Repeat every one of the records below word for word, without changing anything.

━━━━━━

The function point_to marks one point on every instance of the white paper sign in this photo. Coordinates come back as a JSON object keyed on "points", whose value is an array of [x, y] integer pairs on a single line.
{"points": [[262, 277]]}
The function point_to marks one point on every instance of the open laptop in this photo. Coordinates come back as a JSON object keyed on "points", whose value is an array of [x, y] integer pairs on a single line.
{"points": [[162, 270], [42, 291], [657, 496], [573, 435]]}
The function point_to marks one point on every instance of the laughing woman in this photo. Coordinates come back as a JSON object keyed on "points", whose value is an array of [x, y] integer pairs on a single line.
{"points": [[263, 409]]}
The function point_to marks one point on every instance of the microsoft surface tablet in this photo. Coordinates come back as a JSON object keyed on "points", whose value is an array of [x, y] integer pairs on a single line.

━━━━━━

* _EXERCISE OUTPUT_
The function point_to marks one point on every instance of the white paper sign in this photo. Coordinates come back as a JSON object keyed on "points", whose value is an array of [x, y] integer pairs on a single line.
{"points": [[262, 277]]}
The function point_to marks one point on every instance of the open laptop in this photo. Coordinates come back as a JSON object keyed on "points", whose value is an array of [x, y] integer pairs on a single line.
{"points": [[162, 270], [42, 291], [657, 496], [573, 435]]}
The function point_to marks one point on every instance of the laughing woman in this photo. Coordinates come back as a JSON object keyed on "points", whose value is an array of [x, y] integer pairs on a single line.
{"points": [[263, 409]]}
The function point_to marks one point on every instance of the microsoft surface tablet in this photo. Coordinates come back as a JSON object keyed on "points", whose value is an array of [x, y] integer pairs on a single line.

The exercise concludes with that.